**Exercise instructions:**
Pull every line holding the string "instance" from the records below.

**Material for this exercise:**
------

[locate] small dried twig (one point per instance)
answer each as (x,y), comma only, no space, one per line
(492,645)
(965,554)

------

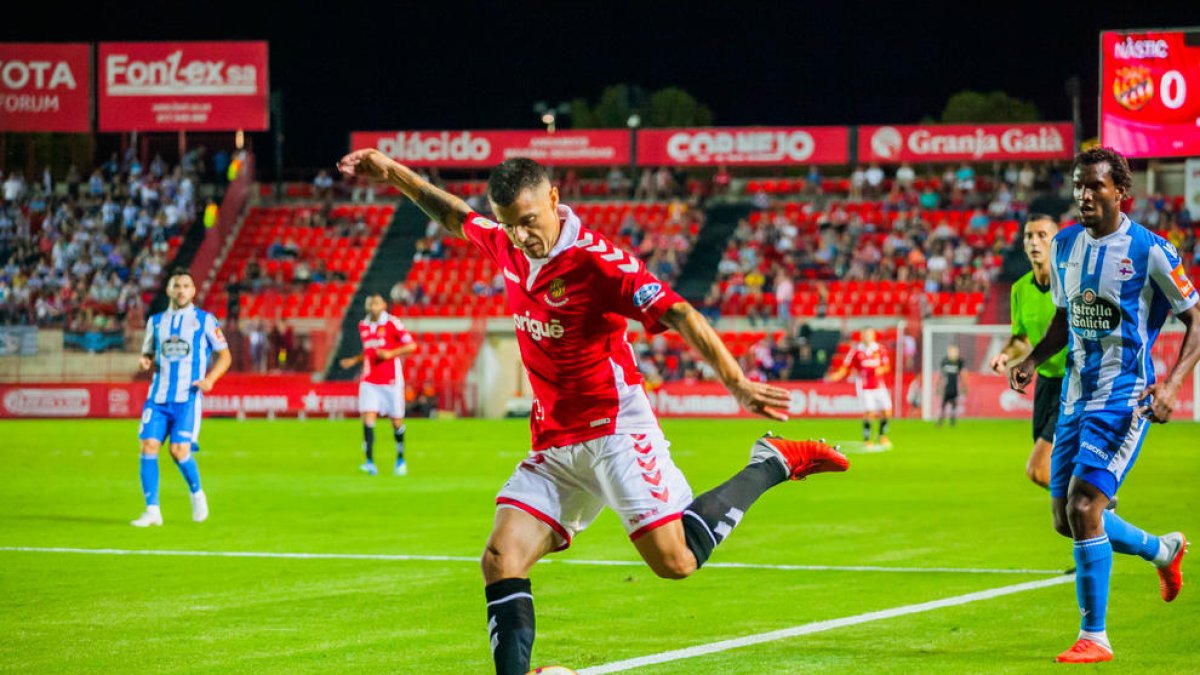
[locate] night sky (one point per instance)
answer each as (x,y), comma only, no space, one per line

------

**Result:**
[locate] small dried twig (one point per instance)
[locate] night sky (one point per instance)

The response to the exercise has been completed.